Scan the records for the line containing "803L1158 815L1156 835L1151"; extract it and all later lines, verbatim, through the end, and nothing before it.

[Provided data]

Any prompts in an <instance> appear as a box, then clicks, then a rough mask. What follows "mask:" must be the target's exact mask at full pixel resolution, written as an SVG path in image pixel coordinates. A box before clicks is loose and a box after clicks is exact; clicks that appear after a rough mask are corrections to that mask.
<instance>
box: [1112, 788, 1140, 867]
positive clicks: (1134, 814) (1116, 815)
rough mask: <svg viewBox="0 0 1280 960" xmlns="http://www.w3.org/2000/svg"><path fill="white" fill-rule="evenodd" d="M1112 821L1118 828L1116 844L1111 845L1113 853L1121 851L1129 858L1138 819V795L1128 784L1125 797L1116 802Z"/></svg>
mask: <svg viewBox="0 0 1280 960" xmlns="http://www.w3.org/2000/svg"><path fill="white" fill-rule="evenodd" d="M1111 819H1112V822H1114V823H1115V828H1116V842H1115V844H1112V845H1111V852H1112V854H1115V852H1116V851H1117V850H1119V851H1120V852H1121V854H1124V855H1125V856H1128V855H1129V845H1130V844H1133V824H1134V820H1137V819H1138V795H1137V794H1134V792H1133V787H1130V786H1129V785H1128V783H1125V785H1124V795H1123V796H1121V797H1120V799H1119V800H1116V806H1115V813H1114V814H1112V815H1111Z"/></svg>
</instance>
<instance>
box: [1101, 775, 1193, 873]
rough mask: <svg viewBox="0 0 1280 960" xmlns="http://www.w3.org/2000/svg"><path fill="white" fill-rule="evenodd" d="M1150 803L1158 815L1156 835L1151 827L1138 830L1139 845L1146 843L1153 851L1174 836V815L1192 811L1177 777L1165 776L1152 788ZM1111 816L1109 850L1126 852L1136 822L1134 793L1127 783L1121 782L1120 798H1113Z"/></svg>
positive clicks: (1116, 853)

[/Provided data]

*Task solution:*
rough mask: <svg viewBox="0 0 1280 960" xmlns="http://www.w3.org/2000/svg"><path fill="white" fill-rule="evenodd" d="M1150 803L1158 815L1156 835L1151 827L1138 830L1139 845L1146 843L1153 851L1174 836V815L1192 811L1177 777L1165 776L1152 788ZM1111 816L1109 850L1126 852L1136 822L1134 793L1127 783L1121 782L1120 798H1113Z"/></svg>
positive clicks: (1116, 853)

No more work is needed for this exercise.